◆ **REQUIREMENT**:
Each record that follows must be reproduced exactly.

◆ **GIVEN RECORDS**:
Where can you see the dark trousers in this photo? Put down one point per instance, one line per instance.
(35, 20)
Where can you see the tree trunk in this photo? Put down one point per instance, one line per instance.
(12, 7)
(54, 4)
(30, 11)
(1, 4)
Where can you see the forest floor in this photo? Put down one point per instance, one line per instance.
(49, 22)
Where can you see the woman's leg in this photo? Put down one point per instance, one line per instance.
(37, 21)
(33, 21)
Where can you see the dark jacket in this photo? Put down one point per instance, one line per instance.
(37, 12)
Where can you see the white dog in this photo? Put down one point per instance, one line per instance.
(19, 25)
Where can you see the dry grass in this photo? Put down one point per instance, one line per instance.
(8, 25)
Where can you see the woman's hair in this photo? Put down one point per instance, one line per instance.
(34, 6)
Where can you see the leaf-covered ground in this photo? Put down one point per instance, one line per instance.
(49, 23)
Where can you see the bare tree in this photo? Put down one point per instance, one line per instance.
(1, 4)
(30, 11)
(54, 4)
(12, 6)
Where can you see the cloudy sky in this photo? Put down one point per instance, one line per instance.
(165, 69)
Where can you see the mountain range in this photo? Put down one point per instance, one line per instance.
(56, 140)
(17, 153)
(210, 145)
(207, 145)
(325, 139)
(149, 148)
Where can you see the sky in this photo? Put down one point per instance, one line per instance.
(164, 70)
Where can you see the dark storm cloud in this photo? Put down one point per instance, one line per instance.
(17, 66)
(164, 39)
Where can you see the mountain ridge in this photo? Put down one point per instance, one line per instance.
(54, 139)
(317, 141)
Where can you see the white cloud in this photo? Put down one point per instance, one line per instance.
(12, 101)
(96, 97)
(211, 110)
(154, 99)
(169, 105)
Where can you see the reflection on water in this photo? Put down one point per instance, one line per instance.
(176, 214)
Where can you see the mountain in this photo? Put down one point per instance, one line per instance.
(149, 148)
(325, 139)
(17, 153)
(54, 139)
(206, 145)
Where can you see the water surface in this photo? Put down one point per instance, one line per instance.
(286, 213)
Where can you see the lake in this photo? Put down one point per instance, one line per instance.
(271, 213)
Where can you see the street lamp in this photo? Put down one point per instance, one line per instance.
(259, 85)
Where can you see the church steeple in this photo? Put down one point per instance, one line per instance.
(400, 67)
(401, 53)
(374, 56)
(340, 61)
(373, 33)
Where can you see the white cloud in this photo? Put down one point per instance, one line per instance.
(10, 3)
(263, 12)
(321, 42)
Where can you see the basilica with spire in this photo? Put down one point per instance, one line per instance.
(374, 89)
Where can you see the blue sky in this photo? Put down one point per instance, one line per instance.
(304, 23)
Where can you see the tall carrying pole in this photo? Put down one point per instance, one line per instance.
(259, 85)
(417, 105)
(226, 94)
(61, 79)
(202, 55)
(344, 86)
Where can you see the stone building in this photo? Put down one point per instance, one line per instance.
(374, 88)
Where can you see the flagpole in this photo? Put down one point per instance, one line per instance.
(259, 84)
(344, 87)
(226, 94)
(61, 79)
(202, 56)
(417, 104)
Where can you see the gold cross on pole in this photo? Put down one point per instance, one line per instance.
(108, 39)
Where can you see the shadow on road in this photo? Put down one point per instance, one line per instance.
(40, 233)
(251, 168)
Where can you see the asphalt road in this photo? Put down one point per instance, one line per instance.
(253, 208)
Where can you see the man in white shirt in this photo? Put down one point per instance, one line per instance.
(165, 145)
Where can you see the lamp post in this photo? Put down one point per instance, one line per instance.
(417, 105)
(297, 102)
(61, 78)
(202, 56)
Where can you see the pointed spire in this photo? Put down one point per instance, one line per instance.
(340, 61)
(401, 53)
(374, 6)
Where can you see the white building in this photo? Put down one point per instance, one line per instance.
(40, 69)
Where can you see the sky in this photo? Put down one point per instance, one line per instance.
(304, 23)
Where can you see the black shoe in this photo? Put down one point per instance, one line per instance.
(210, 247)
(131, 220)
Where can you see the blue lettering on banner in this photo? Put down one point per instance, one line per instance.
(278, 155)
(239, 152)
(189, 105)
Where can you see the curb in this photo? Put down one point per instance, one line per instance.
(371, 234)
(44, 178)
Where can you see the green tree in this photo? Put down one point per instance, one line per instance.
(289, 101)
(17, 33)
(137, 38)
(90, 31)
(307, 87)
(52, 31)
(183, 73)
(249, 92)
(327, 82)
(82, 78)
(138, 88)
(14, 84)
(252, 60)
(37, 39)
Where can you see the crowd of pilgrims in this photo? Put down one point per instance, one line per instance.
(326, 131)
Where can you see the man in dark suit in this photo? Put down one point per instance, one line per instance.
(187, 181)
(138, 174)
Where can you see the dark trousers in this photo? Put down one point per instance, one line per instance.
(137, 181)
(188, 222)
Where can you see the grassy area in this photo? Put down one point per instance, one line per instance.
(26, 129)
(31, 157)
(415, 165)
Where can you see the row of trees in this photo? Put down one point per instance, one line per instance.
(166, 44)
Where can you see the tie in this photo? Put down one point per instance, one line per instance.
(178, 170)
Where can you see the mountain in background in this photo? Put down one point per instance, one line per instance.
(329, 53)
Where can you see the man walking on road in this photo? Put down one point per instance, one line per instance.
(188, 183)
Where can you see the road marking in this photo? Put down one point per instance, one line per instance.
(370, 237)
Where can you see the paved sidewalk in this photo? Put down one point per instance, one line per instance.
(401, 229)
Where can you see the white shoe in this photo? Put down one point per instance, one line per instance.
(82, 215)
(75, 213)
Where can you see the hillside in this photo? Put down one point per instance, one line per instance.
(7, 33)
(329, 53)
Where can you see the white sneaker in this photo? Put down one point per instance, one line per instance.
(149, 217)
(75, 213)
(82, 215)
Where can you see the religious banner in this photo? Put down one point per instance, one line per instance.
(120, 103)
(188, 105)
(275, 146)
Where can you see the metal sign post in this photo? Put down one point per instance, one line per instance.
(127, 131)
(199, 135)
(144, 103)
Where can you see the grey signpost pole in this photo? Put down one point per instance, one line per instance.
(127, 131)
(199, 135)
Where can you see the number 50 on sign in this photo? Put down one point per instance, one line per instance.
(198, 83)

◆ **EXPECTED ANSWER**:
Where can you see the dark trousers in this photo? Put down one point per instance, one line per instance.
(35, 20)
Where can you see the tree trunk in this photo? Put down one point per instance, one line per instance.
(12, 7)
(54, 4)
(30, 11)
(1, 4)
Where can you see the forest floor in this photo? Put down one point per instance, one line per instance.
(49, 22)
Where can you see the woman's leg in this photo? Put down one point per instance, one line per instance.
(37, 21)
(33, 21)
Where can you see the dark jacket in this photo? Put down one point per instance, one line per instance.
(37, 12)
Where can you see the white dog in this photo? Put down one point per instance, one line per instance.
(19, 25)
Where can you see the dry grass in this photo? Put down one point per instance, one line per instance.
(8, 25)
Where can you see the woman's hair in this photo? Put down one point per instance, one line per instance.
(34, 6)
Where can you see the leaf-covered ground in this photo? Put down one point per instance, one line per instance.
(49, 23)
Where can you see the bare tree in this photo? Put down one point per instance, one line per instance.
(1, 4)
(30, 11)
(54, 4)
(12, 6)
Where can you see the cloudy sky in this photo? Put down one point per instance, one line per instance.
(165, 69)
Where can you see the mountain range in this photo? Put down one point per instance, one line per instance.
(56, 140)
(17, 153)
(210, 145)
(207, 145)
(325, 139)
(149, 148)
Where can you see the sky in this photo? Put down one point per instance, one line per instance.
(164, 70)
Where can you see the dark storm cloud in this photo? Put down one point per instance, one line per instance.
(17, 66)
(164, 39)
Where can you see the mountain ridge in this photo? Put down one point per instance, one line per instance.
(54, 139)
(317, 141)
Where can you see the white cloud in this photo? Put down one point per instance, one line per instance.
(12, 101)
(96, 97)
(211, 110)
(154, 99)
(169, 105)
Where can you see the reflection on water in this photo? Put down one point per instance, one line per instance.
(176, 214)
Where can you see the mountain in this photo? Put down one point per instance, one line per instance.
(149, 148)
(325, 139)
(17, 153)
(54, 139)
(206, 145)
Where can you see the water surface in this photo? Put down one point per instance, one line per instance.
(286, 213)
Where can you see the lake in this photo? Put down one point per instance, one line per instance.
(271, 213)
Where can you see the street lamp in this photo? Put down one point per instance, one line per instance.
(259, 85)
Where can you see the church steeple in this photo? Put down one point per instance, one line per instance.
(400, 67)
(401, 53)
(374, 56)
(340, 61)
(373, 33)
Where can you see the white cloud in this photo? Put down one point per instance, one line per instance.
(10, 3)
(263, 12)
(321, 42)
Where can you see the basilica with spire in this photo? Put down one point per instance, one line per instance.
(374, 89)
Where can you see the blue sky in this photo? Put down one point per instance, one line per instance.
(304, 23)
Where can you see the tall carrying pole in this photo? Put down one point per instance, one line per instance.
(259, 85)
(417, 105)
(226, 94)
(61, 79)
(202, 55)
(344, 86)
Where can you see the stone building in this photo? Put down one point per instance, one line per instance.
(374, 88)
Where can you see the flagpole in this photo? Put down one point per instance, one line per instance.
(259, 84)
(344, 87)
(226, 94)
(61, 79)
(202, 56)
(417, 104)
Where can you see the gold cross on pole in this photo? Put down one point per instance, one line per instance.
(108, 39)
Where can you see the shadow on road in this photo? Put down one point per instance, one line per instance.
(40, 233)
(251, 168)
Where can you see the asphalt road in this photo? Put down one point per instance, one line per instance.
(253, 208)
Where can you see the man in white shirt in this photo? Put down one point per instance, one line per instance.
(165, 145)
Where can you see the lamp post in this photo? Put down one point per instance, one line per instance.
(417, 105)
(297, 102)
(61, 78)
(202, 56)
Where can you see the pointed spire in this photo? Put down one point per instance, one line per instance.
(340, 61)
(401, 53)
(374, 6)
Where can you see the white building in this photo? Put down one point per instance, one line per instance.
(40, 69)
Where can you see the sky in this photo? Put down one point per instance, one line per instance.
(304, 23)
Where can you see the black shoe in this photo? Put down one point per instance, one line per instance.
(210, 247)
(131, 220)
Where can you see the blue lettering on banner in this photo? Put down one point per instance, one line per instance.
(278, 155)
(239, 152)
(189, 105)
Where can you see the curb in this photo? Put down one point per instance, one line per instance.
(371, 234)
(44, 178)
Where can you see the green tree in this photo? Put down one point per instance, one line per instance.
(289, 101)
(17, 33)
(137, 38)
(90, 31)
(307, 87)
(52, 31)
(183, 73)
(249, 92)
(327, 82)
(82, 78)
(138, 88)
(14, 84)
(252, 60)
(37, 39)
Where can you see the crowd of pilgrims in this photo? Put down one point per instance, one line per instance.
(326, 131)
Where can you see the man in dark suit in this photo? Put down one point per instance, one line per instance.
(187, 181)
(138, 174)
Where can you see the dark trousers in this photo? Put down one point per instance, one line per instance.
(137, 181)
(188, 222)
Where can you see the grassy area in this photo? Put down one point per instance, one line per instance.
(26, 129)
(31, 157)
(415, 165)
Where can you see the row of trees in this photo? Put down one point per instance, one line per instance.
(166, 44)
Where can you see the tie in this photo? Put down one point per instance, one line per instance.
(178, 170)
Where can you see the mountain in background in this photo? Put down one point per instance, one line per instance.
(329, 53)
Where can you see the man walking on road in this photo? Put down one point per instance, one line per instance.
(188, 183)
Where can you see the road marking in this photo? Put down one point per instance, one line per instance.
(370, 237)
Where can you see the paved sidewalk in this photo? Put down one point per instance, one line per instance.
(401, 229)
Where can you see the white shoe in this photo? Put down one point per instance, one line per instance.
(82, 215)
(75, 213)
Where can you see the hillside in this photo? Put down one point per instance, one line per instance.
(7, 33)
(329, 53)
Where can you see the white sneaker in this photo? Put down one point per instance, one line per instance.
(149, 217)
(75, 213)
(82, 215)
Where can you see the religious banner in this photo? Put down one point per instance, one line per instance.
(120, 103)
(188, 105)
(275, 146)
Where can you see the metal sign post in this photo? Put down one point per instance, one line per instance.
(127, 131)
(199, 135)
(144, 103)
Where can you see the grey signpost pole in this photo? Put down one point per instance, one line per instance.
(127, 131)
(199, 135)
Where can you see the number 50 on sign in this photo? Put down one point per instance, one line per instance.
(198, 83)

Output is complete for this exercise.